[WHAT IS ASKED]: Render the entries below as a two-column CSV headed text,answer, with one row per entry. Put each entry's text and its answer in their own quoted fields, and replace line breaks with spaces.

==== INPUT

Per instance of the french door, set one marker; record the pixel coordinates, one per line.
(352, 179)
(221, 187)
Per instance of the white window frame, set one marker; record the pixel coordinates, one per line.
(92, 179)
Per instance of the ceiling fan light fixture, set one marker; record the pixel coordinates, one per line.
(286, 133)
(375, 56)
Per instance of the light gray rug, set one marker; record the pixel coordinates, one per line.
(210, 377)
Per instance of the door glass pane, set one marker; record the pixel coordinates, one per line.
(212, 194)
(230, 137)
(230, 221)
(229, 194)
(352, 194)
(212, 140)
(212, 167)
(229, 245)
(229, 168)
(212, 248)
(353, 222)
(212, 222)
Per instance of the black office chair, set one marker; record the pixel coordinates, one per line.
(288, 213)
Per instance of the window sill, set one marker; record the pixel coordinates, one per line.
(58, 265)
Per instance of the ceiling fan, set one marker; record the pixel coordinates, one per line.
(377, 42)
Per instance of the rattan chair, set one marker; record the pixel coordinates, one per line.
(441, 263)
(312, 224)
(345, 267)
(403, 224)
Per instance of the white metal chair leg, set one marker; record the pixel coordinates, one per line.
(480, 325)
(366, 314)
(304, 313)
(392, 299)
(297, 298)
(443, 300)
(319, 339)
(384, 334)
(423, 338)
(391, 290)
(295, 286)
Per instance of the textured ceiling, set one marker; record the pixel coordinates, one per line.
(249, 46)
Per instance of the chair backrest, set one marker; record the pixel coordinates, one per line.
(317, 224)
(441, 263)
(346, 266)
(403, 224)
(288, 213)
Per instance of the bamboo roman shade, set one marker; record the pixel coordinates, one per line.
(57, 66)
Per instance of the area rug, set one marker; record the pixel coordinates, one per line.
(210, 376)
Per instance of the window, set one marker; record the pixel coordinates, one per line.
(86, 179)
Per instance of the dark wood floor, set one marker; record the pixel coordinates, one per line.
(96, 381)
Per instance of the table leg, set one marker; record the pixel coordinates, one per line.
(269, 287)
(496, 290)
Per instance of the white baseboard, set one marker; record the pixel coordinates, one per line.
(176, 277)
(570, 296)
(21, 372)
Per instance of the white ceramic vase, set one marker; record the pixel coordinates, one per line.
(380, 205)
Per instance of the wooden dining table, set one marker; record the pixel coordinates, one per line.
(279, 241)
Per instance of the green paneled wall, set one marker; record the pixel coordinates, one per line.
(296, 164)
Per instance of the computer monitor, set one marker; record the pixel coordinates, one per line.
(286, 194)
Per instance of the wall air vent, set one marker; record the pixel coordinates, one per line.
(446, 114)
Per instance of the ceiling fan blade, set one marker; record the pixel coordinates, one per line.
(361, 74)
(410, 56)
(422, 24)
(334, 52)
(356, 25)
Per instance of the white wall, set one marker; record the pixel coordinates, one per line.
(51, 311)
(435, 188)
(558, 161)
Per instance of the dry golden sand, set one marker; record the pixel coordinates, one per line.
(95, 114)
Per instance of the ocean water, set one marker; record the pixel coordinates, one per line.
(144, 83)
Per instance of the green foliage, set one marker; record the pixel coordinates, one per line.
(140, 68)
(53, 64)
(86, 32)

========

[EXERCISE ANSWER]:
text,answer
"Per instance of the french door, set one marker; record the pixel coordinates, one per line.","(352, 179) (221, 187)"
"Per instance of the white window frame, set one marker; record the pixel coordinates, one per line.","(92, 179)"
"Per instance of the ceiling fan light fixture, set one marker; record the pixel coordinates, one per line.","(286, 133) (375, 56)"
"Per instance of the light gray rug, set one marker; record the pixel coordinates, one per line.","(210, 377)"
"Per instance of the door glass pane, set one marker; record the pixel coordinates, one per line.","(212, 194) (230, 137) (230, 221) (229, 194) (352, 194) (212, 140) (212, 167) (229, 245) (229, 168) (212, 248) (353, 222) (212, 222)"
"Per instance of the black office chair, set one marker; record the pixel coordinates, one per line.","(288, 213)"
"Per instance of the window sill, set one marker; record the pixel coordinates, one per line.","(58, 265)"
"Per instance of the ceiling fan, set one marker; record the pixel coordinates, one per line.","(377, 42)"
"Per instance of the rattan chair, set one marker; record the pixel coordinates, one per line.","(441, 263) (312, 224) (345, 267) (403, 224)"
"Per instance of the white metal chair leg, set one marker; record the pixel coordinates, one per line.","(480, 325) (366, 314) (304, 313) (392, 299) (297, 298) (443, 300) (319, 339) (384, 334) (423, 338) (391, 290) (295, 286)"
"Per instance of the textured ceiling, set one marker; record the pixel coordinates, one per line.","(249, 46)"
"Per instance of the chair backrest, set one marker; record the pixel coordinates, one per line.","(317, 224) (441, 263) (346, 266) (403, 224) (288, 213)"
"Per instance of the bamboo roman shade, set one marker; record the pixel coordinates, one per line.","(57, 66)"
"Per instance of the area rug, set one marker; record the pixel coordinates, one per line.","(210, 376)"
"Per instance of the window, set one marker; record the pixel coordinates, one per line.","(86, 179)"
"Per instance of the dark wood floor, set one marker; record the pixel coordinates, one per line.","(96, 381)"
"Per instance of the table leg, set one marker; record the pixel coordinates, one per line.","(269, 287) (496, 290)"
"Per instance of the white baseboard, set one marker; record the pixel coordinates, one per line.","(176, 277) (570, 296) (21, 372)"
"Per instance of the white ceramic vase, set one marker; record the pixel coordinates, one per line.","(380, 205)"
"Per instance of the wooden dining table, set one marker; record the pixel coordinates, one per line.","(279, 241)"
"Per instance of the green paneled wall, set one marker; record the pixel coordinates, one per line.","(296, 164)"
"Per instance of the computer monitor, set one marker; record the pixel coordinates, one per line.","(286, 194)"
"Per instance of the wall air vent, set one marker; record the pixel coordinates, one per line.","(446, 114)"
"Per instance of the ceiling fan blade, set one marker; record the pixel coordinates, one per line.","(361, 74) (410, 56) (422, 24) (334, 52) (356, 25)"
"Per instance of the white wall, set one marker; record the pixel coordinates, one per line.","(51, 311) (435, 188) (558, 161)"
"Per instance of the dry golden sand, set one marker; record the pixel coordinates, one per line.","(95, 114)"
"Per instance of the ocean water, set one marker; record the pixel coordinates, one per line.","(144, 83)"
"Per instance of the green foliage, set one marker; record the pixel coordinates, one per line.","(140, 68) (53, 64) (86, 32)"